[Text provided]
-=-=-
Re: [RFC/PATCH 0/7] Rework git core for native submodules

Ramkumar Ramachandra <artagnon@xxxxxxxxx> · Sun, 7 Apr 2013 16:28:41 +0530

Your overall hostility is unappreciated.  The burden of proof is on
me, while you calmly sit back and criticize anything that breaks the
current working state, and refuse to look at the implementation.
Anyway, here we go again.

Junio C Hamano wrote:
> Not at all.  And please do not start _coding_.

You've successfully killed all my enthusiasm.  Congratulations.

> When the design is not clear enough that a 7-patch series is not
> ready to be reviewed, certainly 50-patch series will not be.  Not
> until you can explain what you are trying to solve and convince
> others why other less disruptive approaches are fundamentally
> unworkable, and why we need to change the object layer.

"So, my final question is: are you still not convinced that this
approach shows a lot of potential, and is worth exploring now?"
"No."

I don't know how many times to repeat this: No, Junio.  A less
disruptive approach is _not_ fundamentally unworkable.  You can spend
the next five years fixing submodule.c/ git-submodule.sh, or can take
a step back and think about why it's in such pathetic shape right now.
-=-=-
[Supplied information]
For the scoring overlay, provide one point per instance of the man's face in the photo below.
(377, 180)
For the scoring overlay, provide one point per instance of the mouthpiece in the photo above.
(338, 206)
-=-=-
[Requirement]
Copy everything in the submodules email from "Anyway, here we" down to "the object layer.", swapping out "series" for "set" each time it appears.

[The response]
Anyway, here we go again.

Junio C Hamano wrote:
> Not at all.  And please do not start _coding_.

You've successfully killed all my enthusiasm.  Congratulations.

> When the design is not clear enough that a 7-patch set is not
> ready to be reviewed, certainly 50-patch set will not be.  Not
> until you can explain what you are trying to solve and convince
> others why other less disruptive approaches are fundamentally
> unworkable, and why we need to change the object layer.